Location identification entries

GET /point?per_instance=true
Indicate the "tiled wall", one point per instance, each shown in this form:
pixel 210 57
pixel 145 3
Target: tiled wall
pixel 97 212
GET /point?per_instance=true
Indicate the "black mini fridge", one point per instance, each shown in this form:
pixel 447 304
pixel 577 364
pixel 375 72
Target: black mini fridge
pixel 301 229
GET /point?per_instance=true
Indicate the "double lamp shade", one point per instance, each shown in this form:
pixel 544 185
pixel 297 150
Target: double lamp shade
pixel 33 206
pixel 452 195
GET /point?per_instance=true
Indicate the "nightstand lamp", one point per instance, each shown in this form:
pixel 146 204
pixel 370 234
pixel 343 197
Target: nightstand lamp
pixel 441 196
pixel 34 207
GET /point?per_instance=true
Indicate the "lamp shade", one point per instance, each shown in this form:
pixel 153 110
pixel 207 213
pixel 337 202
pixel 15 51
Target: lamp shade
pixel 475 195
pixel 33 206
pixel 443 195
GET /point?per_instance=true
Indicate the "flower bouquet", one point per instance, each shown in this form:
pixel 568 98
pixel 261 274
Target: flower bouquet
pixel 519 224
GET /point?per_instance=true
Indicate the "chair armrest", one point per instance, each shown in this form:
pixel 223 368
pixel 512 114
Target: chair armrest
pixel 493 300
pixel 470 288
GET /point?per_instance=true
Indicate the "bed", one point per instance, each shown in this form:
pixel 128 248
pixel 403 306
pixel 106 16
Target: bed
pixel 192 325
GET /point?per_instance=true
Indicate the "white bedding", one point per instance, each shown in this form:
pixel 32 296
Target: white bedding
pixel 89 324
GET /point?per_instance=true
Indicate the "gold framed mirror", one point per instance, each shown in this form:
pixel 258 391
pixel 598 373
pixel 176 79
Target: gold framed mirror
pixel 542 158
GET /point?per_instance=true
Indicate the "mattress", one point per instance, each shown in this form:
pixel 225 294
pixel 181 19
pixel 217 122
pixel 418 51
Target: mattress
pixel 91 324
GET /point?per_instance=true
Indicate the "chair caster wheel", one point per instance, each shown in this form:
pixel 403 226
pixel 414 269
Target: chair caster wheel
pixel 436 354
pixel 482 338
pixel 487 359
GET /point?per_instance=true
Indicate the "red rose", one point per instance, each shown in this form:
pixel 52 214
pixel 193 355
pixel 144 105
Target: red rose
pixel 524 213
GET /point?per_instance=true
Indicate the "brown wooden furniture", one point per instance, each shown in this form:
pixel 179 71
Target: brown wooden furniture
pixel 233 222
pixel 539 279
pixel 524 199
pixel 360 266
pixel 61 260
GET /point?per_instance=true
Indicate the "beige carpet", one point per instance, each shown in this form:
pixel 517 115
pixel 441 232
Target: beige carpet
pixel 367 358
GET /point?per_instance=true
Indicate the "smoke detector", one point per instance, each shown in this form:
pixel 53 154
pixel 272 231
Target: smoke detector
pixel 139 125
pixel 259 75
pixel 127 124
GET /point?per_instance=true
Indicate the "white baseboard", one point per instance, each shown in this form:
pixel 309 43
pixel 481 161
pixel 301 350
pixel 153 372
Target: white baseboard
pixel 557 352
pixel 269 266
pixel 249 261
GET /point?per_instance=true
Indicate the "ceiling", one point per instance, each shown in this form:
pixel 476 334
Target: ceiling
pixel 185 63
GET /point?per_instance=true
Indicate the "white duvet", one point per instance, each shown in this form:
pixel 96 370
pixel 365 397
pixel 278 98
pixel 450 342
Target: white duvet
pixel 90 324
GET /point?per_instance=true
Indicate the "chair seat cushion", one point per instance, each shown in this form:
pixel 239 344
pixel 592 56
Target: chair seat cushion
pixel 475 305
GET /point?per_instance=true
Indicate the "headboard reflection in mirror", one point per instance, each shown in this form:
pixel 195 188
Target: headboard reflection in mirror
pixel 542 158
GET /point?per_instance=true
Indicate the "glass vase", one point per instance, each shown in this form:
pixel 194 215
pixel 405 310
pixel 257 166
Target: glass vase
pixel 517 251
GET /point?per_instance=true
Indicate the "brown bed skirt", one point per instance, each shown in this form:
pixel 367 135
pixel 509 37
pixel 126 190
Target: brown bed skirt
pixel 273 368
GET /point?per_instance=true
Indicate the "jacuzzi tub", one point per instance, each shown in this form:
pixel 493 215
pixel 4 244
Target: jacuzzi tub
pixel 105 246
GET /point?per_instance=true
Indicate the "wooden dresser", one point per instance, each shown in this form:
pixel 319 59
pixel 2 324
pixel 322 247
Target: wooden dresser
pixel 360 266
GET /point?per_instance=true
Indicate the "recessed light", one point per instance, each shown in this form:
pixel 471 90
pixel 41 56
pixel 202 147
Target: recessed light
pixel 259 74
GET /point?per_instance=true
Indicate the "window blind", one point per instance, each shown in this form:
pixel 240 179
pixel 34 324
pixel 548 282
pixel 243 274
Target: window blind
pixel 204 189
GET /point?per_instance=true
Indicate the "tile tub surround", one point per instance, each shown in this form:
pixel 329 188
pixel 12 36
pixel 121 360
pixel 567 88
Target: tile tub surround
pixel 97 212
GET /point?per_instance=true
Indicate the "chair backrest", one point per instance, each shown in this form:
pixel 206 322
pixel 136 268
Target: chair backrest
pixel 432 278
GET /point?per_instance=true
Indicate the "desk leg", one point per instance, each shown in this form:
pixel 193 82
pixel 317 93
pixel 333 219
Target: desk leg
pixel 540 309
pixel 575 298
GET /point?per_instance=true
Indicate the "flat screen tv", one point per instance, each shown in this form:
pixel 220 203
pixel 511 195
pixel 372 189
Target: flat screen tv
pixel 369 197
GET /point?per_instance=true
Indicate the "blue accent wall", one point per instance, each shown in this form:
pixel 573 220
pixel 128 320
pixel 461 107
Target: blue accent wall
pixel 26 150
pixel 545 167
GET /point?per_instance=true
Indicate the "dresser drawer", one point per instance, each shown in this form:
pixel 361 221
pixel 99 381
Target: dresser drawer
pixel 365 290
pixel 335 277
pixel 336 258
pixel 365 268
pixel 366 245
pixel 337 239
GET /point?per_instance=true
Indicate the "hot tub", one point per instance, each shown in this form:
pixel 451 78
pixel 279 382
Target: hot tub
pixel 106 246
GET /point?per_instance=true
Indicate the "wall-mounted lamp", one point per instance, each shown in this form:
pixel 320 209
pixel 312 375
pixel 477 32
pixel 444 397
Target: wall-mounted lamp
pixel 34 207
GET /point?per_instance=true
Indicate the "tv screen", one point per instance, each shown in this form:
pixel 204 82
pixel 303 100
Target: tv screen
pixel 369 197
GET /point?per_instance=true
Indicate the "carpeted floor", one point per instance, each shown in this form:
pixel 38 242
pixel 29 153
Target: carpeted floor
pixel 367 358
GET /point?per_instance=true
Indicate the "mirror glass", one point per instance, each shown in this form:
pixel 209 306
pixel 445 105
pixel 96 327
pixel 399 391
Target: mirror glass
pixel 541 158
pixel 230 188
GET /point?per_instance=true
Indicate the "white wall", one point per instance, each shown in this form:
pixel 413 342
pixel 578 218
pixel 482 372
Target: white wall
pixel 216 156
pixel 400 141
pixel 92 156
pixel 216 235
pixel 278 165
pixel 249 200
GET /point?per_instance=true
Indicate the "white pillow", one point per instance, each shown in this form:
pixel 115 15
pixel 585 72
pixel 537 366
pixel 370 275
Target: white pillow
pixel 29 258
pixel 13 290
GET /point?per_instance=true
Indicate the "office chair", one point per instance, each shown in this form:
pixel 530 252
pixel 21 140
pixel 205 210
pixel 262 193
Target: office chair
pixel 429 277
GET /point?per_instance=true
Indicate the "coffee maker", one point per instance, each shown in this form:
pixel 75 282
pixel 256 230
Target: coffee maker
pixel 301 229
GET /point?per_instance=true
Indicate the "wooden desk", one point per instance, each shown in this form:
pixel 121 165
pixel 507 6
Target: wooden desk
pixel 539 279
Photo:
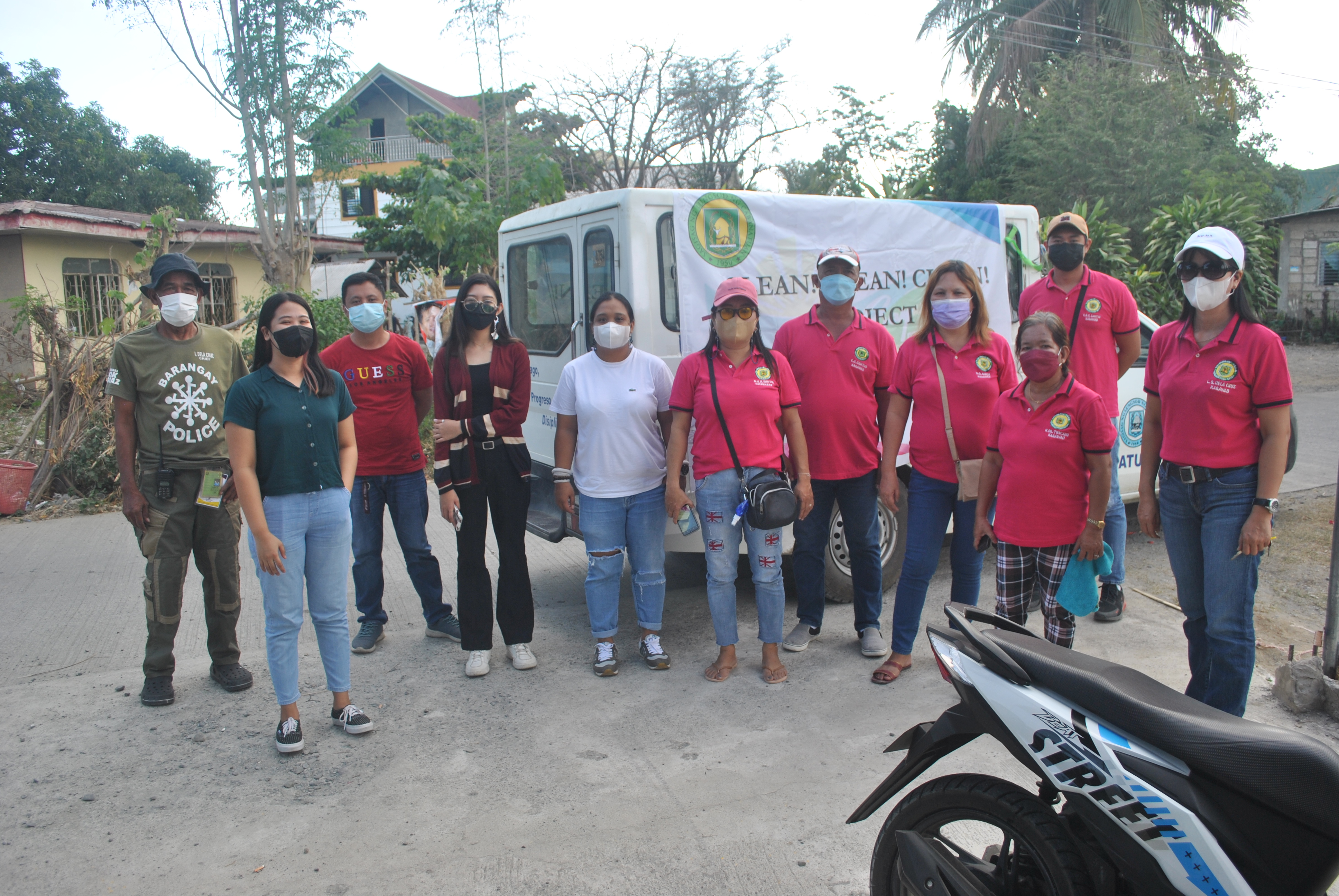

**Directions**. Render the records as a JSON list of strings, one string per line with blank lines omitted, running from the start of the records up to and including the line with "pixel 470 288" in it.

**Response to the task**.
[
  "GET /point?per_instance=true",
  "Indicate the \"tiled wall\", one point per instance, each shown in this form:",
  "pixel 210 57",
  "pixel 145 3",
  "Target: tiled wall",
  "pixel 97 212",
  "GET /point?per_instance=true",
  "Indicate the \"black mini fridge\", one point per instance, each shown in this form:",
  "pixel 447 304",
  "pixel 577 364",
  "pixel 375 72",
  "Target: black mini fridge",
  "pixel 301 229",
  "GET /point?per_instance=true",
  "Indicate the \"double lamp shade\", one point per instance, each shown in this form:",
  "pixel 544 185",
  "pixel 297 150",
  "Target: double lamp shade",
  "pixel 33 206",
  "pixel 452 195",
  "GET /point?per_instance=true",
  "Indicate the \"nightstand lamp\", one point per instance, each shown in this form:",
  "pixel 146 204",
  "pixel 370 234",
  "pixel 343 197",
  "Target: nightstand lamp",
  "pixel 441 196",
  "pixel 34 207",
  "GET /point?per_instance=true",
  "Indicate the \"lamp shade\", one point per instance, each shown in this form:",
  "pixel 153 110",
  "pixel 207 213",
  "pixel 337 202",
  "pixel 15 51",
  "Target: lamp shade",
  "pixel 475 195",
  "pixel 33 206",
  "pixel 443 195",
  "GET /point?per_instance=true",
  "Indicate the \"flower bouquet\", one point per instance, each shown in this form:",
  "pixel 568 98",
  "pixel 261 274",
  "Target: flower bouquet",
  "pixel 519 224",
  "GET /point?per_instance=true",
  "Indicate the \"chair armrest\", one point per instance, each shown in this form:",
  "pixel 223 368",
  "pixel 512 114",
  "Target: chair armrest",
  "pixel 493 300",
  "pixel 470 288"
]